> [Reading text]
'''

The Treasury Department and the Department of Housing and Urban Development have launched a Web site that provides basic information for troubled homeowners about the Obama administration’s “Making Home Affordable” program.
The site, makinghomeaffordable.gov, usefully arranges in one place information on the two-pronged approach of the new initiative.
There’s the refinancing part, designed to help homeowners who are paying their mortgages on time but are not able to refinance at the current low mortgage rates because of a decrease in the value of their homes.
Under the refinancing section, eligible first mortgage loans can’t exceed 105 percent of the current market value of the home. For example, if your home is worth $200,000 but you owe $210,000 or less, you may qualify. There’s no help to renegotiate a second home loan.
The second prong is aimed at homeowners who are struggling to make their monthly mortgage payments because their interest rates have increased or they’ve had a reduction in their incomes. This part aims to modify terms to get homeowners to a point where their monthly first lien mortgage payment is not more than 31 percent of their gross or pretax monthly income. In my view, affordable would be to use a person’s net monthly income, but that would just make too much sense.
On the Web site, you’ll find a calculator where you can estimate, based on a modified loan, what your new mortgage payment would be using the new 31 percent guideline.
Useful Q and A
One of the good things about this site is the page containing frequently asked questions. Read through them carefully because this is where you’ll find details of the programs and all the caveats.

'''

> [Exercise tasks]
**A.** Echo the passage of the Making Home Affordable article between "The Treasury Department" and "the new initiative.", inclusive.
**B.** In the Making Home Affordable article, what is the maximum size of an eligible first mortgage loan under the refinancing section, relative to the home's current market value?
**C.** Pick up the Making Home Affordable article after its last sentence and write the next part.
The data that comes next has no connection to the Making Home Affordable article.

> [Given records]

'''

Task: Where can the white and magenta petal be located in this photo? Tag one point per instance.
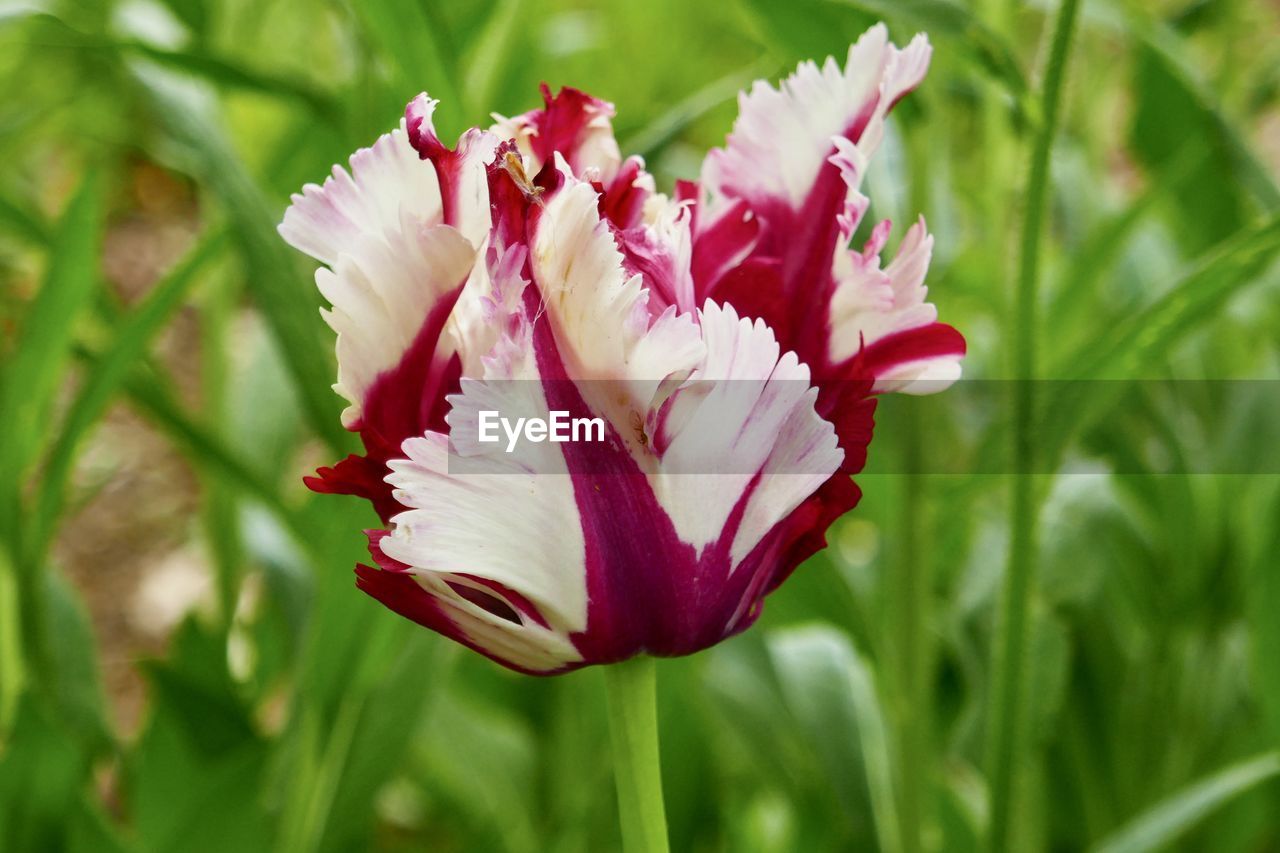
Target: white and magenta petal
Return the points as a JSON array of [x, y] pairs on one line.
[[570, 123], [387, 183]]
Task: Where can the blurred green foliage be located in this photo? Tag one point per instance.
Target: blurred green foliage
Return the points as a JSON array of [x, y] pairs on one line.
[[298, 715]]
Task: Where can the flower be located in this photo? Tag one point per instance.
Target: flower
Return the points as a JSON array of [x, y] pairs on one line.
[[727, 337]]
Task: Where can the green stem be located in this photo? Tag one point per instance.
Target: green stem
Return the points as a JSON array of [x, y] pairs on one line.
[[1006, 734], [631, 688], [13, 674]]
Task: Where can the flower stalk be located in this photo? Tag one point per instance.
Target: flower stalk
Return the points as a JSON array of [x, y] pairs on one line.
[[631, 688], [1008, 724]]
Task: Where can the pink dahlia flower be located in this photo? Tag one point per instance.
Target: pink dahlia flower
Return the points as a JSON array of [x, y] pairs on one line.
[[726, 340]]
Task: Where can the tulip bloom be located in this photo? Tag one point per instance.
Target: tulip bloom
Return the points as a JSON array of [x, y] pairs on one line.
[[727, 338]]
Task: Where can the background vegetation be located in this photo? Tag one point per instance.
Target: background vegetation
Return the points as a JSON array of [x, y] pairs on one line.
[[184, 662]]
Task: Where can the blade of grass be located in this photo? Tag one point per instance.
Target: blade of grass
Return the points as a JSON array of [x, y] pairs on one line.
[[1134, 345], [1166, 46], [973, 39], [415, 46], [492, 51], [288, 304], [36, 368], [1006, 716], [664, 128], [23, 223], [150, 396], [1165, 822], [28, 383], [103, 383], [219, 511], [222, 72]]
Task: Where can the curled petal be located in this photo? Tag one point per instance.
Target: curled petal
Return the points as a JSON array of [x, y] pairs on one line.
[[570, 123], [385, 186]]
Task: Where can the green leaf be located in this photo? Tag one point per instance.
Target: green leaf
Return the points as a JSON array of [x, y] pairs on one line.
[[103, 382], [41, 775], [1166, 821], [1130, 349], [830, 688], [493, 53], [965, 33], [1178, 109], [35, 369], [237, 76], [288, 302], [668, 124], [23, 223], [419, 49], [74, 676]]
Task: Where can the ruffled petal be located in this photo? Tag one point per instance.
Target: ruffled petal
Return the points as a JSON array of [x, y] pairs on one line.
[[570, 123]]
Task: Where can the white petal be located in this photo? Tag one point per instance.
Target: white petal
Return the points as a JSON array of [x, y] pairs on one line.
[[382, 292], [498, 520], [745, 413], [387, 182], [871, 302]]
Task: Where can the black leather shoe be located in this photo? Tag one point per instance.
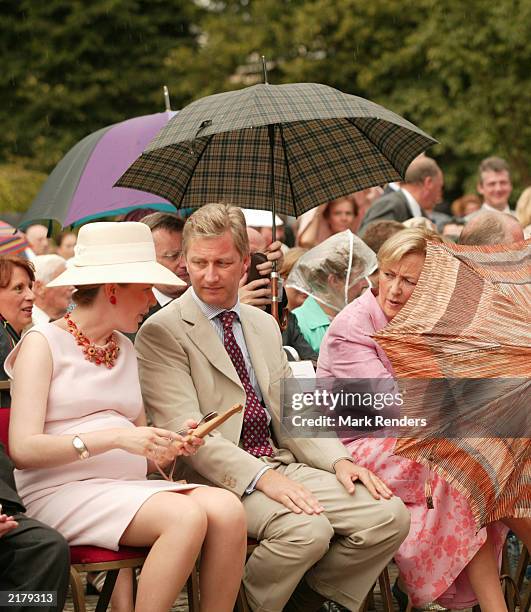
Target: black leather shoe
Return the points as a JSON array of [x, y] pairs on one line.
[[401, 598], [332, 606]]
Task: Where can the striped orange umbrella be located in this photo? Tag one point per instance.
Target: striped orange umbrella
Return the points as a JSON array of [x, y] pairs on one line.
[[470, 318], [12, 241]]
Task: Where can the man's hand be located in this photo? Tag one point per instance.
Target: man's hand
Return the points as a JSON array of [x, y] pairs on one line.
[[347, 473], [274, 253], [256, 293], [7, 524], [291, 494]]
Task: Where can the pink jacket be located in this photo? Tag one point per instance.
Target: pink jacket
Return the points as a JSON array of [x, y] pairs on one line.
[[347, 350]]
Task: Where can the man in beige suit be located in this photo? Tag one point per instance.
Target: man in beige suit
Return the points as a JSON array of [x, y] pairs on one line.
[[206, 351]]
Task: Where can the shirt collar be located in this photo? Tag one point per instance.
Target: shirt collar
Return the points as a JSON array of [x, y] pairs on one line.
[[211, 312], [161, 298], [414, 206], [486, 206]]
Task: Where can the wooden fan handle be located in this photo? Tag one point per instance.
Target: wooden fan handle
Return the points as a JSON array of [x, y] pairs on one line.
[[206, 428]]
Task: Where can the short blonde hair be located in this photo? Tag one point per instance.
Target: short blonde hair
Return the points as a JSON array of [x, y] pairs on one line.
[[212, 221], [406, 242]]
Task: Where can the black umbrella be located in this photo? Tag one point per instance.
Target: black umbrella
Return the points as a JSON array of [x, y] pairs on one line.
[[285, 148]]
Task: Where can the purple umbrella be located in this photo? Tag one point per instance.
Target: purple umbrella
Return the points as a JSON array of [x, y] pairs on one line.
[[80, 188]]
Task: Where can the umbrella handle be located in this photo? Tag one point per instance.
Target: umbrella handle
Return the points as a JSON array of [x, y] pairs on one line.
[[274, 296]]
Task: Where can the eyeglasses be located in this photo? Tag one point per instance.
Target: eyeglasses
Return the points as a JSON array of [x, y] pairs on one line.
[[181, 432]]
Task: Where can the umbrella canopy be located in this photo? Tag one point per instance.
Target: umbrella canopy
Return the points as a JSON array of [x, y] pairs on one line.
[[80, 187], [291, 147], [468, 318], [12, 241]]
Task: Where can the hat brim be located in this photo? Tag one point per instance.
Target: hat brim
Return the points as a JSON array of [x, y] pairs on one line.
[[149, 272]]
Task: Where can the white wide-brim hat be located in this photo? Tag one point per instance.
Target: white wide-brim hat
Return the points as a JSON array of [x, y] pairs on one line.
[[260, 218], [111, 252]]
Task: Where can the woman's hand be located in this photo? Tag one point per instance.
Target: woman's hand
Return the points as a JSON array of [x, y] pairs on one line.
[[149, 442], [160, 445], [186, 445]]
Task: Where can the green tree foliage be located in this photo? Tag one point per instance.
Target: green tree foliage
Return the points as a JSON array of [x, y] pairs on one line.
[[71, 67], [460, 70]]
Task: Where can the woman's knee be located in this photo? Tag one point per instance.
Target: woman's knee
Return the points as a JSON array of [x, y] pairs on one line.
[[223, 508], [176, 512]]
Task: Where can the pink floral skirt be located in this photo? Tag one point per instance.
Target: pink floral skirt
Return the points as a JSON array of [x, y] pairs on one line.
[[441, 541]]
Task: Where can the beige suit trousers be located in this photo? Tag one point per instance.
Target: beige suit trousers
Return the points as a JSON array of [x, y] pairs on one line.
[[367, 534]]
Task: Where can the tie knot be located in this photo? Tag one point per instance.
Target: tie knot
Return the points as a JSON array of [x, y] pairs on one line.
[[227, 318]]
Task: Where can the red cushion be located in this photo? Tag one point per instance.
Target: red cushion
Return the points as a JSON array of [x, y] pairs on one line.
[[4, 427], [95, 554]]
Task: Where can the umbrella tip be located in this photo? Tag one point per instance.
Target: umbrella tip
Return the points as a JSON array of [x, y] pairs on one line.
[[166, 98], [264, 70]]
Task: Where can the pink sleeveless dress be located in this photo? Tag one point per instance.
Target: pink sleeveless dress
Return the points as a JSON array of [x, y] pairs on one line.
[[90, 502]]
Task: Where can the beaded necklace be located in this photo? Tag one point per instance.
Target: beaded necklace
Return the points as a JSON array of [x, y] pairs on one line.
[[98, 355]]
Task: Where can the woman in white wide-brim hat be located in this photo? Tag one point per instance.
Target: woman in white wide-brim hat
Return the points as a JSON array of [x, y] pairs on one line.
[[79, 439]]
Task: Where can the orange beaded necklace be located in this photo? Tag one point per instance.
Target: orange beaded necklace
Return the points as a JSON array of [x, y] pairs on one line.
[[98, 355]]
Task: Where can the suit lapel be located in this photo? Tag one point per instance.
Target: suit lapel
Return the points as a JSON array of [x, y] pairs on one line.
[[255, 345], [205, 338]]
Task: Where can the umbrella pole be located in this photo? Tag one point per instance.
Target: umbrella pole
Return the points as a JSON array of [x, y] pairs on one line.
[[274, 273]]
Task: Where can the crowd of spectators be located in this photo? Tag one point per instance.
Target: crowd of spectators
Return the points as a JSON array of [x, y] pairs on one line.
[[321, 510]]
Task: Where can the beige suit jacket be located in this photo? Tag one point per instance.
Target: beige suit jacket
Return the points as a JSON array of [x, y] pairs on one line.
[[186, 372]]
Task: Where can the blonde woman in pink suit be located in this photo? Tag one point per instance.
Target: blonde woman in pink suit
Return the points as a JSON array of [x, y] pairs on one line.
[[443, 559]]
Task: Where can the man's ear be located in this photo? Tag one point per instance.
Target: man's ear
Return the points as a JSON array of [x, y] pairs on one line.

'''

> [Task-by-task outputs]
**A.**
The Treasury Department and the Department of Housing and Urban Development have launched a Web site that provides basic information for troubled homeowners about the Obama administration’s “Making Home Affordable” program.
The site, makinghomeaffordable.gov, usefully arranges in one place information on the two-pronged approach of the new initiative.

**B.** It can't exceed 105 percent of the home's current market value.

**C.**
For example, as explained by the Treasury under the modification program, you have to show you can successfully make your payments for three months. If you stay current at the end of the trial period, the interest rate you receive will stay fixed for five years. The federal government is providing incentives for loan servicers to offer interest rates as low as 2 percent so that a borrower’s monthly payment hits that 31 percent mark.
The Treasury says if a 2 percent interest rate does not result in a payment that is affordable, your servicer could extend your loan to 40 years or defer repayment on a portion of the amount you owe until a later time, or a portion of your mortgage debt could be forgiven. But the latter option is completely up to the discretion of the servicer. The program does not require principal forgiveness.
Under the modification part of the program, starting in the sixth year the interest rate may increase no more than 1 percentage point per year until it reaches the rate cap indicated in your modification agreement. This cap can never be higher than the market rate on the day your loan was modified.
Depending on which program fits your needs, you can take a quick four- or five-question test to see whether you qualify for help. If your answers show you’re eligible, you’re taken to a page with a checklist of the documents you will need when contacting your loan servicer.
On this same page, you get this message from the Treasury: “Please be patient. Lenders and servicers have started to implement the program and there may be a slight delay before they are prepared to process all applications.”
I’m finding there’s more than a “slight” delay. Some distressed homeowners are being told to call back while their lender or mortgage servicer figures out how this new initiative will work.
A senior Treasury official said the government has met with and provided training about the program to 2,500 servicers, counselors, and borrower advocates. One lender reported that customers had downloaded 100,000 information packets about the new program and that 30 percent of those packets have been returned with completed forms. Officials estimated that Making Home Affordable will offer assistance to as many as 7 million to 9 million homeowners.
“We know servicers are working hard to get this going,” the official said. “People have to be patient.”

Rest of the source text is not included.